Weekly Thought - Ellul. Deuteronomy 21.10
by: Rabbi Jeremy Rosen - Last updated: 2003-09-04
I often get asked why I am so critical and cynical. So here's a more positive one. Here we are again in Ellul, the month before Rosh Hashanna.
Ellul brings daily shofar blasts, extra prayers and selichot and theserious mood of awesome anticipation which replaces the carefree happy fundays of the summer season. Ellul always reminds me of the birth of my voluntary interest in things religious.
I was sixteen when my father decided that I needed a change and so he packed me off to Yeshiva in Jerusalem. My father was worried that my heart belonged to the soccer pitch rather than to the Gemara or the prayer book. So I was seen off at Victoria Station in London, went by train down to Marseilles and boarded the Theodore Herzl luxury liner to sail to Haifa.
Haifa from the sea was idyllic, with its golden Bahai dome halfway up the wooded Carmel. The port itself was rather different, coarse, hot, rushed and frenetic and I was amazed to discover that wearing a cappel meant that I was looked at with scorn, jostled and even spat at! In the fifties Haifa was the outpost of secularism and the only city in an even more secular Israel then than now, that refused to close public institutions and transport on Shabbat.
I was hosted by very kind ex-Mancunian friends of my father who after a few days shipped me off to in a communal taxi up to Jerusalem to arrive in time for the start of the religious academic year. Eventually, several mishaps later I arrived at Kol Torah Yeshiva in Bayit VeGan. My father picked it from the others because it was a new building and therefore not
too primitive for a relatively spoilt English kid. It was run by old colleagues of my father from Mir in Lithuania and Dayan Abramsky, my father's mentor, lived nearby. I only stayed a few months in Kol Torah before I shipped myself off to Beer Yaacov but a couple of experiences I had while I was there had really profound impacts on me.
The centre of the yeshiva was a huge hall where hundreds of young men were studying, shouting, arguing, gesticulating in an atmosphere of noisy enthusiasm that was initially confusing and strange, so different from the decorum of the English academic tradition. But soon the freedom, the ability to argue, to challenge, to go to someone else for another opinion the feeling of study for the pleasure of it not the burden or duty was liberating. Then at prayer time, to see the chaos transformed in to a solid, disciplined communal expression of concentrated spirituality, was unlike anything I had ever experienced in any synagogue ever in my whole life so far. This was stage one in my transformation.
--- --- ---
# Given problem 1:
Write out the essay from "The centre of" up to and including "in my transformation.", word for word.
# Given problem 2:
Answer these questions using the essay:
(a) How old was the writer when sent to Yeshiva in Jerusalem?
(b) What was the name of the liner boarded at Marseilles?
(c) In what place was Kol Torah Yeshiva located?
The material that comes next is not needed.

(Entries of coordinate annotations)
--- --- ---
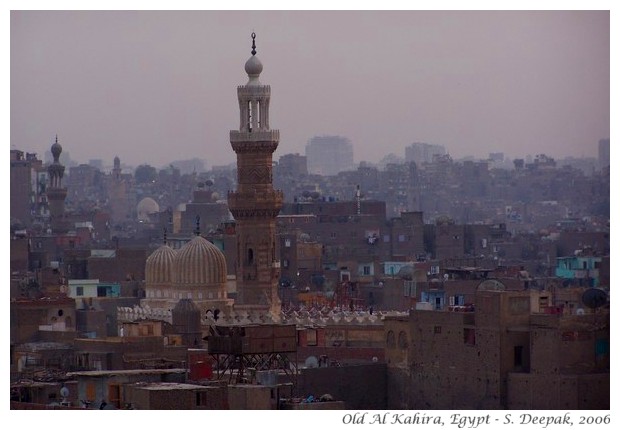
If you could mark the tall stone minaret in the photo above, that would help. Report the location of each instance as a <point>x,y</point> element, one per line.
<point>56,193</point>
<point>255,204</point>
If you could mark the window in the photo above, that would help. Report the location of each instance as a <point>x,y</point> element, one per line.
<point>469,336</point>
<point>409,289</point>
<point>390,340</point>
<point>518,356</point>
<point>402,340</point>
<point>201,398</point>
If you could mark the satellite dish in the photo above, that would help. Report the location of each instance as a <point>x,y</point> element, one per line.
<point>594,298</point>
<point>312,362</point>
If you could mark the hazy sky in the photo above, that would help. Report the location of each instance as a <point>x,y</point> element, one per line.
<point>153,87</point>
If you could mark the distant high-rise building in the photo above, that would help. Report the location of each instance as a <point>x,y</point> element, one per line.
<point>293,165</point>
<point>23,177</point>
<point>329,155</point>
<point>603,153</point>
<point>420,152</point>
--- --- ---
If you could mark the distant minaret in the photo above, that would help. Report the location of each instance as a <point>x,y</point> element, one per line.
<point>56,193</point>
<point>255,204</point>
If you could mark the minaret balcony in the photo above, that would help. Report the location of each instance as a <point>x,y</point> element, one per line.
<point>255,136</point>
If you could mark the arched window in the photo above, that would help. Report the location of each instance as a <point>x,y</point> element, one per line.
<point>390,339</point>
--- --- ---
# Correct result 1:
The centre of the yeshiva was a huge hall where hundreds of young men were studying, shouting, arguing, gesticulating in an atmosphere of noisy enthusiasm that was initially confusing and strange, so different from the decorum of the English academic tradition. But soon the freedom, the ability to argue, to challenge, to go to someone else for another opinion the feeling of study for the pleasure of it not the burden or duty was liberating. Then at prayer time, to see the chaos transformed in to a solid, disciplined communal expression of concentrated spirituality, was unlike anything I had ever experienced in any synagogue ever in my whole life so far. This was stage one in my transformation.

# Correct result 2:
(a) Sixteen.
(b) The Theodore Herzl.
(c) Bayit VeGan.